*TASK DESCRIPTION*:
Filter the records below, copying each line that contains the word "street".

Dataset records about object locations:
⁂

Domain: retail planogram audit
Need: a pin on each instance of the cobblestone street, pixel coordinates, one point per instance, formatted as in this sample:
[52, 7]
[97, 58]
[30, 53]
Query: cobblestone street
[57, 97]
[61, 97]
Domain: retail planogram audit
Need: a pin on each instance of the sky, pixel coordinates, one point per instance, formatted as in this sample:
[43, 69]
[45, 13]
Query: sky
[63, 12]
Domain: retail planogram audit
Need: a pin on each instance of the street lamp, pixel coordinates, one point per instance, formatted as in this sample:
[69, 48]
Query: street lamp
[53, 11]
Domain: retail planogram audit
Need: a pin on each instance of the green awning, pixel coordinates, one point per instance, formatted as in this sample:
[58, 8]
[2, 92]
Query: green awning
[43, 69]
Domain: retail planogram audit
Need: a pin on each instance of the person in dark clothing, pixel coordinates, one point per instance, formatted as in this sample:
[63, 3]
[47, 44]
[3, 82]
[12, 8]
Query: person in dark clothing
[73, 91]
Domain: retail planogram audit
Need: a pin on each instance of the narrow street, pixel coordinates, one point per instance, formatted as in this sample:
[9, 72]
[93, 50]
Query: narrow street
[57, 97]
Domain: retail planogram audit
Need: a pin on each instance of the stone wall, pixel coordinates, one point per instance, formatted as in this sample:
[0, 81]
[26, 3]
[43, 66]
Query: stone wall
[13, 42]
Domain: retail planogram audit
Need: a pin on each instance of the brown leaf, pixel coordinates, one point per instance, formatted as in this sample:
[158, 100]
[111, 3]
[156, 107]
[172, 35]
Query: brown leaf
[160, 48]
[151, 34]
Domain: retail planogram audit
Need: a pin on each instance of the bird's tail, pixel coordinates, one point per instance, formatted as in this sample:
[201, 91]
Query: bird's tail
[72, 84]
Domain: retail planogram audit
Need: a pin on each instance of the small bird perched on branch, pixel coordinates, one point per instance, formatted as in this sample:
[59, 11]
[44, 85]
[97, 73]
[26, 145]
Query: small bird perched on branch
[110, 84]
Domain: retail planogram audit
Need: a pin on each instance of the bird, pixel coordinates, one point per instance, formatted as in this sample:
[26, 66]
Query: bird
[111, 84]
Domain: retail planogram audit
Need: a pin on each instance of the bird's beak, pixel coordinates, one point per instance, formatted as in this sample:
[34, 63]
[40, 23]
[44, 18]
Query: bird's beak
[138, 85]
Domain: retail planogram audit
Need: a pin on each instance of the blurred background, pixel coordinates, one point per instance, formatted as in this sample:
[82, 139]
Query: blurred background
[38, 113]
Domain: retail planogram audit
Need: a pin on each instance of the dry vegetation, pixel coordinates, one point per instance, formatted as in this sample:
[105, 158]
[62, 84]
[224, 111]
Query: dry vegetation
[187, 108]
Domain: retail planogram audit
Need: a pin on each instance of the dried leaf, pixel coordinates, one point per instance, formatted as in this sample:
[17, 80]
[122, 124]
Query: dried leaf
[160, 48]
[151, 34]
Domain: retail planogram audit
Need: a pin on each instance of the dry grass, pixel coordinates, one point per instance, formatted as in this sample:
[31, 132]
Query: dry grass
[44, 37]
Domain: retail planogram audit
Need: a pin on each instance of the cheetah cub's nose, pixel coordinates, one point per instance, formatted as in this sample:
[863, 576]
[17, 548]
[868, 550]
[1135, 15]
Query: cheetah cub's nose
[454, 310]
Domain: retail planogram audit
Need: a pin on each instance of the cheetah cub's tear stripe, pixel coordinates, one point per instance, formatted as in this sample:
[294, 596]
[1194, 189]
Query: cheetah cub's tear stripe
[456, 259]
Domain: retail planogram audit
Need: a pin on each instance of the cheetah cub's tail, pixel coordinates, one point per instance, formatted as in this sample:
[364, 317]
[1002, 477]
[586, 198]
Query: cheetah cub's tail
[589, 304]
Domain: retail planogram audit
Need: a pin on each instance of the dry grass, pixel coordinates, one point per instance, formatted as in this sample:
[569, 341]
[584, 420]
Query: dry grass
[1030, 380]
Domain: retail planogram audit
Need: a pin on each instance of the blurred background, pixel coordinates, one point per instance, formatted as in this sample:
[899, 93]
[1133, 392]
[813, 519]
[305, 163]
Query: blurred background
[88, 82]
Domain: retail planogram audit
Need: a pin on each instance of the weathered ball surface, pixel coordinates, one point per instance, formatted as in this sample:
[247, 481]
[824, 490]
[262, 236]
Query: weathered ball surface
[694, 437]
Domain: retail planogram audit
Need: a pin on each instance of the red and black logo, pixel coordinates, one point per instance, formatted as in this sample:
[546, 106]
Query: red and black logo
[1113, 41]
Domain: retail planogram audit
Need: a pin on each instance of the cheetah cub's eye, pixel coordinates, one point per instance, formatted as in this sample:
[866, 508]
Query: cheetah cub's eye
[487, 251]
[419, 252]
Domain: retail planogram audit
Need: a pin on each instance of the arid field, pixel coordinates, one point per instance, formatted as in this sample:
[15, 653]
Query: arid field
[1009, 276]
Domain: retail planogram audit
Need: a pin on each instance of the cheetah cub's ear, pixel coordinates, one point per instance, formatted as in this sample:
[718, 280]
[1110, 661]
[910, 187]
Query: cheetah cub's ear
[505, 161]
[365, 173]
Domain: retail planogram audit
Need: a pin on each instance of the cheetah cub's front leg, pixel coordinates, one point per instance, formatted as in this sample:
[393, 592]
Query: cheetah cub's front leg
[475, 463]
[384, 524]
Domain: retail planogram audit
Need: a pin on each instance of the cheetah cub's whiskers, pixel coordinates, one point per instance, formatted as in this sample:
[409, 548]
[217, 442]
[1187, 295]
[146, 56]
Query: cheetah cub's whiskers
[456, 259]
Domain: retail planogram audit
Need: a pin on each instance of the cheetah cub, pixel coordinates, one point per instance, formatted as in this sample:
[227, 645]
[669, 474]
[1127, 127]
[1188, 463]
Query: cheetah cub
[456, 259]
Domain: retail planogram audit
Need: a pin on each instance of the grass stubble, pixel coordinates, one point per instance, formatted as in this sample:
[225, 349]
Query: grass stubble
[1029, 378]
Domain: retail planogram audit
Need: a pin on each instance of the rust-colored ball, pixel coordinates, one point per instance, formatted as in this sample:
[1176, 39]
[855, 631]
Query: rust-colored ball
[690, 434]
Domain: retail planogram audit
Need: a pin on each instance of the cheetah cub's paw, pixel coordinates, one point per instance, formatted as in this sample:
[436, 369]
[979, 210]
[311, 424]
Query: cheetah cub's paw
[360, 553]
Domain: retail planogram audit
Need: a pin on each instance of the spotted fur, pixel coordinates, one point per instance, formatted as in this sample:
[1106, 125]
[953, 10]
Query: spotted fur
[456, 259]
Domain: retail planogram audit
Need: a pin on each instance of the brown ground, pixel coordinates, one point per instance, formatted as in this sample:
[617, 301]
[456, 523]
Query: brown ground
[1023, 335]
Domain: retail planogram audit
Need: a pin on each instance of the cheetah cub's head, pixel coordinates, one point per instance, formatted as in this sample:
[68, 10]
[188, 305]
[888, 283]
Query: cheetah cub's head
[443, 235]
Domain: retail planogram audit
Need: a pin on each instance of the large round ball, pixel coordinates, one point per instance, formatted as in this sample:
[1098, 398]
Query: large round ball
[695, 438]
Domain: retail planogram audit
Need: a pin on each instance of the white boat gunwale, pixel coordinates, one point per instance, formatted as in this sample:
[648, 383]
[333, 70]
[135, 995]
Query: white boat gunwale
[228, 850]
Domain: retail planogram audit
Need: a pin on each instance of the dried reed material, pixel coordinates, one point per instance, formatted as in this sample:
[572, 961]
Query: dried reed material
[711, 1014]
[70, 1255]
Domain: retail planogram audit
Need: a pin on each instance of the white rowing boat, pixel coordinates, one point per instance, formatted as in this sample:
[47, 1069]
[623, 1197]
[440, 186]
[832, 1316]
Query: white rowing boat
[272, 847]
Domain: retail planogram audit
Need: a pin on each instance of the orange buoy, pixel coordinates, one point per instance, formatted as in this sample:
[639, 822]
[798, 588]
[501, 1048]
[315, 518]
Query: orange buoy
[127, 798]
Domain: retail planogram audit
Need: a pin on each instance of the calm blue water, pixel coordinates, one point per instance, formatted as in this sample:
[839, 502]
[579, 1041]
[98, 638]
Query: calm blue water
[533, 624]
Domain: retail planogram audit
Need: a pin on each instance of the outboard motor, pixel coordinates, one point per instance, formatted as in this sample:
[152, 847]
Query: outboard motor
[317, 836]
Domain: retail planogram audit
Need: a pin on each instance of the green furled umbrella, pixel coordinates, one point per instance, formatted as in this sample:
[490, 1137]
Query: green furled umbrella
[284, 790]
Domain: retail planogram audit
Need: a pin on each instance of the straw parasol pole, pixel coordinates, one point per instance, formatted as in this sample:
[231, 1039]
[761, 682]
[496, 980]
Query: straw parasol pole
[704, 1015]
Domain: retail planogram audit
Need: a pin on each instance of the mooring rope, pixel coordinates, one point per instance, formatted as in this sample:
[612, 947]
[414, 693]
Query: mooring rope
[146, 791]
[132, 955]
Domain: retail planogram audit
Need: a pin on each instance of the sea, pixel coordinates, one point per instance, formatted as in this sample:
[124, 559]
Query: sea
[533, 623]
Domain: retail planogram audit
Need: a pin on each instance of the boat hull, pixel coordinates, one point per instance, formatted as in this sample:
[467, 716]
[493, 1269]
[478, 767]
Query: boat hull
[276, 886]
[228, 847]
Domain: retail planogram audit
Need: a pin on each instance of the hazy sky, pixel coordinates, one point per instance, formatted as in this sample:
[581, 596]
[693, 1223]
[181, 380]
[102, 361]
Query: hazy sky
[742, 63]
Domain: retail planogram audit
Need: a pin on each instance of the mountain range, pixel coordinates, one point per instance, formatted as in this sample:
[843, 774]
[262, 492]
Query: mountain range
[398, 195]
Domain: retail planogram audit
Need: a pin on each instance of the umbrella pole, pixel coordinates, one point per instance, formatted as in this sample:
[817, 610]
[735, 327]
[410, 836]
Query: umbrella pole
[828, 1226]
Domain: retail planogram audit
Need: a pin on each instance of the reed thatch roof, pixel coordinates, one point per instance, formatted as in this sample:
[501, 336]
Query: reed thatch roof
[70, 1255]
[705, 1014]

⁂

*ANSWER IN FULL*:
Need: a pin on each instance of the cobblestone street, pixel coordinates, one point per instance, formatted as in this sample:
Query: cobblestone street
Need: a pin on each instance of the street lamp, pixel coordinates, one point per instance, formatted as in this sample:
Query: street lamp
Need: a pin on each instance of the narrow street, pixel coordinates, one point per instance, formatted as in this sample:
Query: narrow street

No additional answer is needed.